» PAGE TEXT:

BEGIN

Volatility in pandemic is pushing for replatforming core trading and post-trade systems

Rick Steves

The findings may be unsurprising as the extreme volatility experienced during the COVID-19 pandemic has challenged much of the current infrastructure to a point of too many trading disruptions taking place across the globe.

A survey commissioned by Nasdaq in partnership with Celent has found that market volatility drives market infrastructure operators to replatform core trading and post-trade systems.

The pandemic acted as a stress test on capital markets infrastructure: exposing data flow, scaling, and operational challenges. The survey found there is increasing demand for more agile technology, microservices, and data models.

Lars Ottersgård, Executive Vice President and Head of Market Technology at Nasdaq, said: “For our survey, we wanted to examine how technology leaders of the world’s markets have navigated rapidly changing technological advancements in the face of modernization challenges.

END

» DATASET:
BEGIN

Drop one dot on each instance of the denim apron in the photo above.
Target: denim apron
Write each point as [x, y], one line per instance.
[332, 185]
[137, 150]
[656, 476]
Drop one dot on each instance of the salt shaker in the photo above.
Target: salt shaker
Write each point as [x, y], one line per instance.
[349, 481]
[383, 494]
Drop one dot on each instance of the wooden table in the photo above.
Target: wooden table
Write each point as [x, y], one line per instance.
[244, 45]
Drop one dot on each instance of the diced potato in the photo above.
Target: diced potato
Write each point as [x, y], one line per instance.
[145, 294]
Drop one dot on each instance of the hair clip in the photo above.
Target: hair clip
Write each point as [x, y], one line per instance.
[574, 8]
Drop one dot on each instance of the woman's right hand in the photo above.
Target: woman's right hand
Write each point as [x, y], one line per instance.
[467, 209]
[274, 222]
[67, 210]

END

Write the next part of the article on pandemic volatility and trading systems, starting right after its last sentence. These entries have no connection to the article on pandemic volatility and trading systems.

“The capital markets ecosystem experienced intense volatility and record-high transaction volumes in 2020. In combination with a changing regulatory landscape, evolving market forces, and emerging digital models, our research has shown technology leaders across the industry investing in cloud technology and data analytics specifically to future-proof infrastructure across both traditional and digital asset classes.”

Brad Bailey, Research Director at Celent’s Capital Markets division, commented: “The changing face of the capital markets at a time of accelerated technology innovation have many CIOs thinking about their technology estate and the platforms required to future-proof it.

“The burden of technical debt and inefficient data processes is critical to their internal and external clients. Furthermore, the survey shows considerable differences in where digital change can occur most readily within the various lines of businesses and functional areas that market infrastructures run.”

Chief Information Officers at market infrastructure firms plan to increase their investment in modern technology as they replatform core trading and post-trade systems. The survey expects a 45% increase in the number of MI providers with fully modernized technology stacks by 2025.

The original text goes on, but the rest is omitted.